Position identification entries:
□ □ □ □ □ □ □

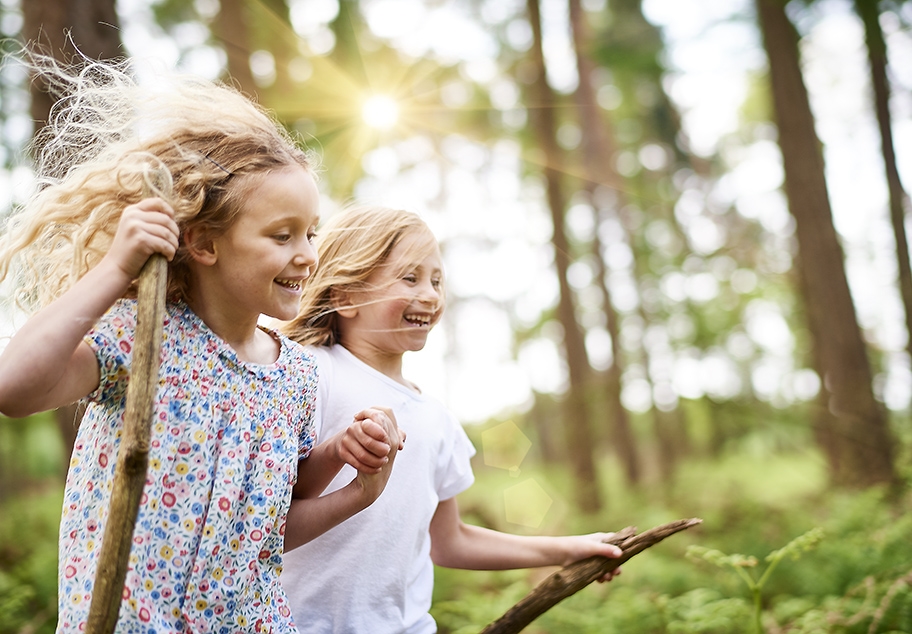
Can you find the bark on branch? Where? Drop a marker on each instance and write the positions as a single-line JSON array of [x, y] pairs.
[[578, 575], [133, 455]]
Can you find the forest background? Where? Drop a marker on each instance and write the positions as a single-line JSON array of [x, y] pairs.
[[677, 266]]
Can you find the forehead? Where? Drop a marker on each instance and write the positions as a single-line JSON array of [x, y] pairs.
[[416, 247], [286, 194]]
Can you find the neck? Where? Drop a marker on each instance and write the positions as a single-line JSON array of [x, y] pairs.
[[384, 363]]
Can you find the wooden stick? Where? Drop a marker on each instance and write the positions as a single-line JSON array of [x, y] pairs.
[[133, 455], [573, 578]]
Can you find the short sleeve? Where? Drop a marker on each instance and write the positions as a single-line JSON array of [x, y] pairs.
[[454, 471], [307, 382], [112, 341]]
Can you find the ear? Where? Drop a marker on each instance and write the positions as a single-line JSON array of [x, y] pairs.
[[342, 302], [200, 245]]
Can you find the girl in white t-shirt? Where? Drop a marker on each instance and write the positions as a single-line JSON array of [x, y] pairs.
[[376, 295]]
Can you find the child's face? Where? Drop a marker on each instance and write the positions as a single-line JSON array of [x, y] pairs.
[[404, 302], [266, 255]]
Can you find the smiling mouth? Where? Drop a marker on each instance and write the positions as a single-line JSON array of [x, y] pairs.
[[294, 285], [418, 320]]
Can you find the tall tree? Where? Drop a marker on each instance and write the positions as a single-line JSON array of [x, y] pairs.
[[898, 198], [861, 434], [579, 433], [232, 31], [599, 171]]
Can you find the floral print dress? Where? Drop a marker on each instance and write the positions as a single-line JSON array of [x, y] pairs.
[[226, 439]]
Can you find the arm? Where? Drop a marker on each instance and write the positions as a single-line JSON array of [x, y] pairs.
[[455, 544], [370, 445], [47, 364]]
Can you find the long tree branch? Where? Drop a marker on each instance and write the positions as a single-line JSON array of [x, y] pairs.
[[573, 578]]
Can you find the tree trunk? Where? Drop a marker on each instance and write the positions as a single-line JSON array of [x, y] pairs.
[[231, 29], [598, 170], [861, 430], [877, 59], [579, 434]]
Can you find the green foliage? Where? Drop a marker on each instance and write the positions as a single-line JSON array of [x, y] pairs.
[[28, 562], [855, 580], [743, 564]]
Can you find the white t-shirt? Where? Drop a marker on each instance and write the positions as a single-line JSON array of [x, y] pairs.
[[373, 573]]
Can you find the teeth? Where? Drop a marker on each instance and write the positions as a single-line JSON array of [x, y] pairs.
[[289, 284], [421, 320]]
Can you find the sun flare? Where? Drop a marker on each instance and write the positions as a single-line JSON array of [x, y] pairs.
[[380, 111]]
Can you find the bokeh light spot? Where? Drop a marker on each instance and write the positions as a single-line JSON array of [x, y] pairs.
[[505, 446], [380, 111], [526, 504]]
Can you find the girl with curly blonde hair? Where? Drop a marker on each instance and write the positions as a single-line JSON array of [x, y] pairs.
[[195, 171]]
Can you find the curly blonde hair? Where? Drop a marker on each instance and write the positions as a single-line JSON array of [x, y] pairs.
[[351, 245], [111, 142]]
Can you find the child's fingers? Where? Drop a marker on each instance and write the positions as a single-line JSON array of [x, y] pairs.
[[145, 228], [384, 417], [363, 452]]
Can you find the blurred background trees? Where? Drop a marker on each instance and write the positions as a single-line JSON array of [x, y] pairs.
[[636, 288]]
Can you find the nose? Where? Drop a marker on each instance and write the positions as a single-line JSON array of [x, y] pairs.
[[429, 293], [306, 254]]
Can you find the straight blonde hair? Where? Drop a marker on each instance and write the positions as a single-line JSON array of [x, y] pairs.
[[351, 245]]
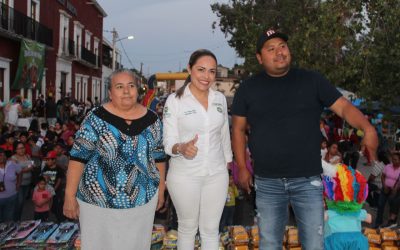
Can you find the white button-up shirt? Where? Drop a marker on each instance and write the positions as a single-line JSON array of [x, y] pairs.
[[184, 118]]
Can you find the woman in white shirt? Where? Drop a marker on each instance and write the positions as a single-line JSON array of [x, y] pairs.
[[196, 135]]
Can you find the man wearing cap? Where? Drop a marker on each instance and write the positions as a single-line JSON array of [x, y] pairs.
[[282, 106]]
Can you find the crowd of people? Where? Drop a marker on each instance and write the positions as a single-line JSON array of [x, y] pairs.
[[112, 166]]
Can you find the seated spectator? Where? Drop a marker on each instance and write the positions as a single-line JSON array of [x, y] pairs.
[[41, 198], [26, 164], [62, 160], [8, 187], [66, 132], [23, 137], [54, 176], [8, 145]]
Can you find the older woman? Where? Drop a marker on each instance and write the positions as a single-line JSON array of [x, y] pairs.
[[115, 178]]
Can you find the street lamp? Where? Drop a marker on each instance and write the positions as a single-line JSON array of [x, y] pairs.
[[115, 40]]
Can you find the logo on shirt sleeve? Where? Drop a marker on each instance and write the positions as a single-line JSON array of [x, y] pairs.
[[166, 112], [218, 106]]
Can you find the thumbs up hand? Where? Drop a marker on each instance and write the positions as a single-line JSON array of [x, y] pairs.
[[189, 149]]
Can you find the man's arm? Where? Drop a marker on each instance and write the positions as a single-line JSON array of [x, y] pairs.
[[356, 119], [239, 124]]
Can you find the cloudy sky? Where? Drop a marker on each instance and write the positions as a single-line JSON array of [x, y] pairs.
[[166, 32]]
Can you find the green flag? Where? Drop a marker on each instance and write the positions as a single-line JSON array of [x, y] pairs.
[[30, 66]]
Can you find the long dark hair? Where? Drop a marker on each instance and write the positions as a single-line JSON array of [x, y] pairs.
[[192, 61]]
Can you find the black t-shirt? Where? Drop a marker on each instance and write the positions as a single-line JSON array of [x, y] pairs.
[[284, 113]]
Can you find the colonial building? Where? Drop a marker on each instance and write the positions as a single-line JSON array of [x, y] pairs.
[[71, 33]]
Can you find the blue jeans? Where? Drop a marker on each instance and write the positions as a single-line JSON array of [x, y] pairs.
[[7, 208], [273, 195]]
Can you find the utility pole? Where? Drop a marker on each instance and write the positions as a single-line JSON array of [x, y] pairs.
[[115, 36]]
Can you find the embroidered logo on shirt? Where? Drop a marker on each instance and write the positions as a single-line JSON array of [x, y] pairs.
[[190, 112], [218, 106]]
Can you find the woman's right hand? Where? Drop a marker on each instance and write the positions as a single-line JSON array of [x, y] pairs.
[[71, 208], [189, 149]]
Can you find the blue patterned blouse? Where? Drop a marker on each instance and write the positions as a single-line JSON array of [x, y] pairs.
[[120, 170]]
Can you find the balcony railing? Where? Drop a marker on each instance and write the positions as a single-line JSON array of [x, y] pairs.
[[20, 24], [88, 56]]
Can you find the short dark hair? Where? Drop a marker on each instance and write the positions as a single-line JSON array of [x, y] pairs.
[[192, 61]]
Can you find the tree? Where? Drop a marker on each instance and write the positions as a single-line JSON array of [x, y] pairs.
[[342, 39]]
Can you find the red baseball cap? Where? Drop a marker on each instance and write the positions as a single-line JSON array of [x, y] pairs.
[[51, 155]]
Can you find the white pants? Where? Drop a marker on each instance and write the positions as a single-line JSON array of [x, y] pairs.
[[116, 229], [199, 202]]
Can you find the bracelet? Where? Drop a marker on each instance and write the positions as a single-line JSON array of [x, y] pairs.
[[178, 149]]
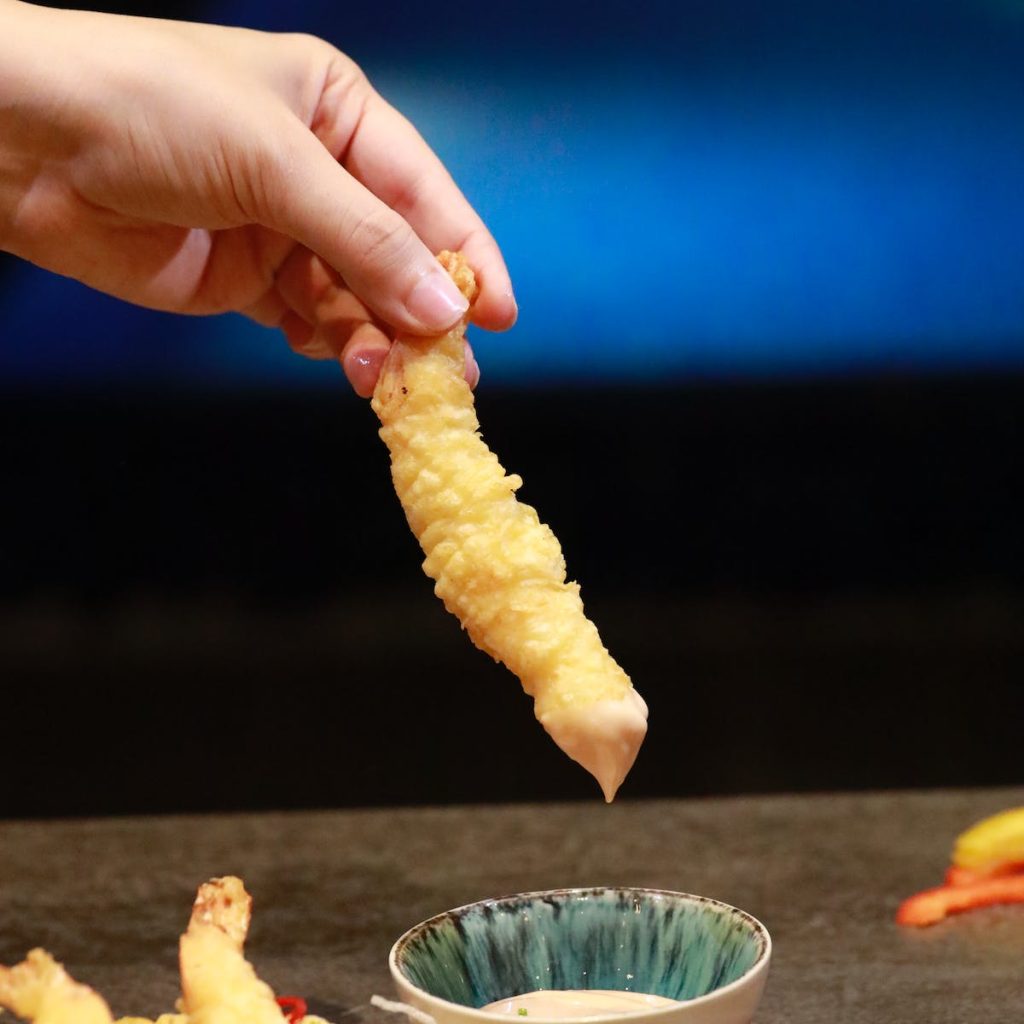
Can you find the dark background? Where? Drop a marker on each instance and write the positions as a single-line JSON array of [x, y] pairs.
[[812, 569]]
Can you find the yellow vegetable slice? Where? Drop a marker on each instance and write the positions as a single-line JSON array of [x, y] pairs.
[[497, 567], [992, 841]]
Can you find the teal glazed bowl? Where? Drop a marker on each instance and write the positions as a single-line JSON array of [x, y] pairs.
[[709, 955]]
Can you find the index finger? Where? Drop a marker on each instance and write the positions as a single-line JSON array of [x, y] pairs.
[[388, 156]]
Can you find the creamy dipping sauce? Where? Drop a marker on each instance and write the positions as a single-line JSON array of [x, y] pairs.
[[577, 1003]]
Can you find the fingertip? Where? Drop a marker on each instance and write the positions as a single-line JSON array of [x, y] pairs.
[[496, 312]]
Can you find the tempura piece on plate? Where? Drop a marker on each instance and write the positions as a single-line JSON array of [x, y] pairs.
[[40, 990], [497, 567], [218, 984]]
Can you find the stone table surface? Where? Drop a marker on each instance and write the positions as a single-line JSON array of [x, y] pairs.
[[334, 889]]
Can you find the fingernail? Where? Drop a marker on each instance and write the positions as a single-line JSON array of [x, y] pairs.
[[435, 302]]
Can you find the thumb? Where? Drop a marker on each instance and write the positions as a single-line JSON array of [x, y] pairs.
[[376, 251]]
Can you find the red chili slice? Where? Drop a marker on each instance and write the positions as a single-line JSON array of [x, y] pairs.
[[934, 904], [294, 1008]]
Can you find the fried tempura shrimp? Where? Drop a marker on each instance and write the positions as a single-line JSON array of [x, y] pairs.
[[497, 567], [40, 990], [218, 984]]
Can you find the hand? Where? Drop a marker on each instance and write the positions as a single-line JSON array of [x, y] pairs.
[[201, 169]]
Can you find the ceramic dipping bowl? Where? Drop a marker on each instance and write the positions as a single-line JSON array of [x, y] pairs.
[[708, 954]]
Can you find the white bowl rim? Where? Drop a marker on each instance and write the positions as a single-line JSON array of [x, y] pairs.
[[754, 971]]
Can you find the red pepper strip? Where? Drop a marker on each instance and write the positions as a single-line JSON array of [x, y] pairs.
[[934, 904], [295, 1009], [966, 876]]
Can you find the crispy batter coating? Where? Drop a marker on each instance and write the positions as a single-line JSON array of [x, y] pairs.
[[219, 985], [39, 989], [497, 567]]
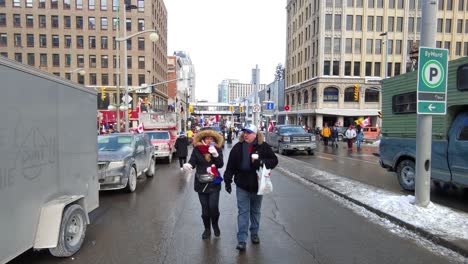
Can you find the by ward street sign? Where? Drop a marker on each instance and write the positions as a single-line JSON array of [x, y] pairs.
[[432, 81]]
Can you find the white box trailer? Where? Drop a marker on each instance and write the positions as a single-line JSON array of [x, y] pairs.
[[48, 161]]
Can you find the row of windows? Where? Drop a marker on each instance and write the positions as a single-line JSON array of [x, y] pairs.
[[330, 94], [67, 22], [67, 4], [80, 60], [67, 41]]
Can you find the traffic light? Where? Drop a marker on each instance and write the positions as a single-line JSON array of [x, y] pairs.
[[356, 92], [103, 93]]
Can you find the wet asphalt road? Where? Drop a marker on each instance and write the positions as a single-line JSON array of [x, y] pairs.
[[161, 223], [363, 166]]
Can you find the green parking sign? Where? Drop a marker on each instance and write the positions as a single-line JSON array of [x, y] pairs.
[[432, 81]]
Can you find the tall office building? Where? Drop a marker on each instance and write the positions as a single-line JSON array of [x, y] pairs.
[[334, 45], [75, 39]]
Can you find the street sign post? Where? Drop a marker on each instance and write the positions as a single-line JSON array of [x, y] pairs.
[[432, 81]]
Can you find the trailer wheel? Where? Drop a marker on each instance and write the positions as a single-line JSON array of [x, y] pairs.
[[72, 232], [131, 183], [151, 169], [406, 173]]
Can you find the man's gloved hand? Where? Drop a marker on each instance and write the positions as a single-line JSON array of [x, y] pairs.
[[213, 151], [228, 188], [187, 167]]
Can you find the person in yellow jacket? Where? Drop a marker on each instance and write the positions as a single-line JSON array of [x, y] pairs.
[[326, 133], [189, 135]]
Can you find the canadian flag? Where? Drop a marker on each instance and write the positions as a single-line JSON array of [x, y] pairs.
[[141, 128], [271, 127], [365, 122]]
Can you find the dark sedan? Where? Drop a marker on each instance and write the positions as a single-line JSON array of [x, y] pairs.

□ □ □ □ □ □ □

** EXERCISE INSTRUCTIONS **
Format the entries as a numbered list, omitting any blank lines. Begin at the line that contains "Can you find the person" and stop after the line that contains "[[141, 128], [271, 127], [365, 122]]".

** EXERCISE RESPONSE **
1. Can you find the person in yellow jacket? Where? Drop a marker on each instance and write the positions as a single-line JSON array of [x, y] pairs.
2. [[326, 133], [189, 135]]
3. Can you find the canadian flag? Where? Drop a marker on each instance and write the positions as a single-line JSON array of [x, y] pairs.
4. [[141, 128], [271, 127], [365, 122]]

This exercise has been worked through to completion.